▶ **Document excerpt**
The easiest way to find the best fintech stocks to buy is to examine the holdings of fintech ETFs such as the passively managed Global X Fintech ETF (NASDAQ:FINX) or actively managed ARK Fintech Innovation ETF (NYSEARCA:ARKF), arguably America’s best-known fintech ETF due to portfolio manager Cathie Wood’s notoriety.
The Global X Fintech ETF provides exposure to 66 fintech stocks, thereby avoiding too much company-specific risk. The ARK Fintech Innovation ETF, as I mentioned, is managed by Wood and some of Ark Invest’s top minds. It typically owns between 35 and 55 stocks at any given time.
If you don’t want the task of following all of the fintech stocks currently trading on U.S. stock exchanges, these ETFs are good alternatives. However, for those who want to bet on individual names, the funds’ top holdings are a good place to find the best fintech stocks.

▶ **What is asked**
a: According to the fintech ETF article, how many fintech stocks does the Global X Fintech ETF provide exposure to?
b: Reproduce the part of the fintech ETF article between "The easiest way" and "any given time.", inclusive.
c: Resume the fintech ETF article after its last sentence and keep writing.
The material after the fintech ETF article plays no part in this.

▶ **Supplied entries**
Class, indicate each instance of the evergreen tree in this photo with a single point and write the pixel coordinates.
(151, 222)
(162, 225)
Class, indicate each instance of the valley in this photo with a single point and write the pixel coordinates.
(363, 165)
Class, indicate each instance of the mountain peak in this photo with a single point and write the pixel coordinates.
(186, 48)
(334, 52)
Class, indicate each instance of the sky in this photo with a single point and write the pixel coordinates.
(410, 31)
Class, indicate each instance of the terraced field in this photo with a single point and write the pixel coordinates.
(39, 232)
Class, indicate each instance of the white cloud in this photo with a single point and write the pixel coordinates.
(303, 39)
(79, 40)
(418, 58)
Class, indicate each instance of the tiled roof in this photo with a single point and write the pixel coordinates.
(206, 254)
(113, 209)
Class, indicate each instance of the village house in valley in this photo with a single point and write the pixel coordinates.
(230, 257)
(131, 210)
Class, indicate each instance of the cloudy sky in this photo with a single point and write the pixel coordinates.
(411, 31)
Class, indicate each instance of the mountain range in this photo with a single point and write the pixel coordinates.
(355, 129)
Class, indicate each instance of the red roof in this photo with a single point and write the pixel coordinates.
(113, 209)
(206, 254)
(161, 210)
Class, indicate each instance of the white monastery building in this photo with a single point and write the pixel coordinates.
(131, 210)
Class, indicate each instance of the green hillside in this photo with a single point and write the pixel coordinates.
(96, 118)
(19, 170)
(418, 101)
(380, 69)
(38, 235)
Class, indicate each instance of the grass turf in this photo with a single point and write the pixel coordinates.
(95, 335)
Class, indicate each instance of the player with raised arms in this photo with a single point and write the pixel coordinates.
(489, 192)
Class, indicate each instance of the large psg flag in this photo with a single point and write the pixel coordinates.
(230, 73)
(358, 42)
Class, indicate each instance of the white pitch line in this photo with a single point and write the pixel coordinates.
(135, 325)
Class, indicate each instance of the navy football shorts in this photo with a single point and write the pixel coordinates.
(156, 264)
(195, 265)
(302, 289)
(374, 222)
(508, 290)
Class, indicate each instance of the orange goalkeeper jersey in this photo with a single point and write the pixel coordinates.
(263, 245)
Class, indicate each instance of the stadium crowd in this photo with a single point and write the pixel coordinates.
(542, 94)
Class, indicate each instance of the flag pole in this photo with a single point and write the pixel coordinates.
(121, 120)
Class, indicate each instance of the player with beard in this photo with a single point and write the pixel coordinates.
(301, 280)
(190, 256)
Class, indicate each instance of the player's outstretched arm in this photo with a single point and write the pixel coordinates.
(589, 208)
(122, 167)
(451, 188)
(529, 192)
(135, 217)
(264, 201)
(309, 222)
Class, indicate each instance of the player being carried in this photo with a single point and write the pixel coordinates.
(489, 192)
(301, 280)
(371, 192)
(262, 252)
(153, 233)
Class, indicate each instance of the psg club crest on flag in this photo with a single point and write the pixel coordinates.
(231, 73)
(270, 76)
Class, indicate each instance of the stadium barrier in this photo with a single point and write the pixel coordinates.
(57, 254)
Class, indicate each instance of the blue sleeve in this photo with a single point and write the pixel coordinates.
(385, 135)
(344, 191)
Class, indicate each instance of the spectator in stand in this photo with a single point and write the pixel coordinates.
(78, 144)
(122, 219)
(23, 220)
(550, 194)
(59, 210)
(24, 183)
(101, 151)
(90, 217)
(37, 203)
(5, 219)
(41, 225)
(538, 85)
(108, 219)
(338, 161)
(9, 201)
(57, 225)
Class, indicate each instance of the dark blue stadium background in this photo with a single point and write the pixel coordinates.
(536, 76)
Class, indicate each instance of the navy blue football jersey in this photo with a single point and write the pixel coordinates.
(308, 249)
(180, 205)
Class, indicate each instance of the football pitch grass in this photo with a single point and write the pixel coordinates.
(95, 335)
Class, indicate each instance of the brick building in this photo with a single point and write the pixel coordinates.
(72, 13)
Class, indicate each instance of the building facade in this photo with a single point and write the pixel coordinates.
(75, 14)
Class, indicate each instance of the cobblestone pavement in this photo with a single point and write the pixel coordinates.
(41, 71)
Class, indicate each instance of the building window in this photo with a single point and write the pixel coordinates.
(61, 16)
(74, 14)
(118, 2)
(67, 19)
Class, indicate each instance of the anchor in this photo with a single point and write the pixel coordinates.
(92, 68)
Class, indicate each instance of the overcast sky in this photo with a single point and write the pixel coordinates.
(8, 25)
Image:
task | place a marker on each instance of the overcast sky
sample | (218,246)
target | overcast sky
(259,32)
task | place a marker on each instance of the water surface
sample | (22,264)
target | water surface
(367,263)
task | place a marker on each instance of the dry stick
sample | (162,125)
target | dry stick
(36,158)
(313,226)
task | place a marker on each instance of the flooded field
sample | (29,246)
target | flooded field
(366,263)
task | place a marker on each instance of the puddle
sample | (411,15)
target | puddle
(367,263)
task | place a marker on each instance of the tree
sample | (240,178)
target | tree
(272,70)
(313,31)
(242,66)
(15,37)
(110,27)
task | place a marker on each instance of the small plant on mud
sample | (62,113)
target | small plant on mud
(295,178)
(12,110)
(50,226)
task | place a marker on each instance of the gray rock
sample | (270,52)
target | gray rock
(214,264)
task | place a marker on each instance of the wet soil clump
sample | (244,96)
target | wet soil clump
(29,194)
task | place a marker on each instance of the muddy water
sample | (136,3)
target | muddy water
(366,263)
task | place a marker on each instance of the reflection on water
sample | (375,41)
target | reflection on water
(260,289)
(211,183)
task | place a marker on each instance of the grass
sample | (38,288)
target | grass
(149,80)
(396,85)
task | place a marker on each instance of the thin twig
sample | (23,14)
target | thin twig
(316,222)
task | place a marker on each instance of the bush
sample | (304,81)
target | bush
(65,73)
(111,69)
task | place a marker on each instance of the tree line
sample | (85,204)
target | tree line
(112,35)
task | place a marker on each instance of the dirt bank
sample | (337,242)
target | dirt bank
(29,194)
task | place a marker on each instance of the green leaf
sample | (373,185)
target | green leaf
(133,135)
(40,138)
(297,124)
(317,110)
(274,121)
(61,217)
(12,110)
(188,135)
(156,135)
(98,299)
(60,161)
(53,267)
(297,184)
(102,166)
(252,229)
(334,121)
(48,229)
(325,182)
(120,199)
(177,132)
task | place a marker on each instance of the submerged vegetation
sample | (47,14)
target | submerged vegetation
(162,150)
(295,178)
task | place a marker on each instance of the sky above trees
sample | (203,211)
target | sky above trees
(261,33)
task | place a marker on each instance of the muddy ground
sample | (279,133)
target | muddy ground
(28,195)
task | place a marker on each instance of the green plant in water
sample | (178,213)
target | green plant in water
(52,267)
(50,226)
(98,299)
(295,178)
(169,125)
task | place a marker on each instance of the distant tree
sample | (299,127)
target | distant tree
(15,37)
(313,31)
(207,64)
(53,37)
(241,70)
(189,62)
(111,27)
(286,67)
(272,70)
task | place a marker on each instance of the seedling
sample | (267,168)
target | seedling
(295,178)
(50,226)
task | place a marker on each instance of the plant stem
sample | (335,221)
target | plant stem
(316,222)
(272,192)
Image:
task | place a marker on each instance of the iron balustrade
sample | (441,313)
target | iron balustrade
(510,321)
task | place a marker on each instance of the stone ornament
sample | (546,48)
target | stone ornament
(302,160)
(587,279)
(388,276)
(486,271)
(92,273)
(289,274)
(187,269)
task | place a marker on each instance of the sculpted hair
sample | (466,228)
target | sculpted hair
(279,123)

▶ **Answers to the exercises**
a: 66 fintech stocks.

b:
The easiest way to find the best fintech stocks to buy is to examine the holdings of fintech ETFs such as the passively managed Global X Fintech ETF (NASDAQ:FINX) or actively managed ARK Fintech Innovation ETF (NYSEARCA:ARKF), arguably America’s best-known fintech ETF due to portfolio manager Cathie Wood’s notoriety.
The Global X Fintech ETF provides exposure to 66 fintech stocks, thereby avoiding too much company-specific risk. The ARK Fintech Innovation ETF, as I mentioned, is managed by Wood and some of Ark Invest’s top minds. It typically owns between 35 and 55 stocks at any given time.

c:
All three of the stocks below have gotten hammered in 2022 and are excellent buys if you’re willing to hold for the long term.
Block (NYSE:SQ) has lost 56% of its value in 2022 and is down 76% from its all-time high of $289.23, made in August 2021.
As CEO Jack Dorsey said at the company’s 2022 Investor Day in May, Block is busy building an “ecosystem of ecosystems.” It started in 2009 with a credit card
reader called Square, which it grew into a payments ecosystem for small businesses. It added Cash App, a peer-to-peer payment service, in 2013. In 2019, it began to think about ways to connect these two ecosystems.
As a result, it acquired buy now, pay later company Afterpay for $29 billion in February 2022. Afterpay provides Square sellers with an additional feature to offer customers, while users of Cash App are given a way to manage their spending and cash flow over extended periods.
Block reported better-than-expected third-quarter results on Nov. 3, causing shares to jump 11.5% in a day. Highlights from the quarter included a 17% year-over-year increase in revenue to $4.52 billion, a 51% increase in Cash App gross profits to $774 million, a 29% increase in Square gross profits to $783 million, and a 40% increase in adjusted EBITDA to $327 million.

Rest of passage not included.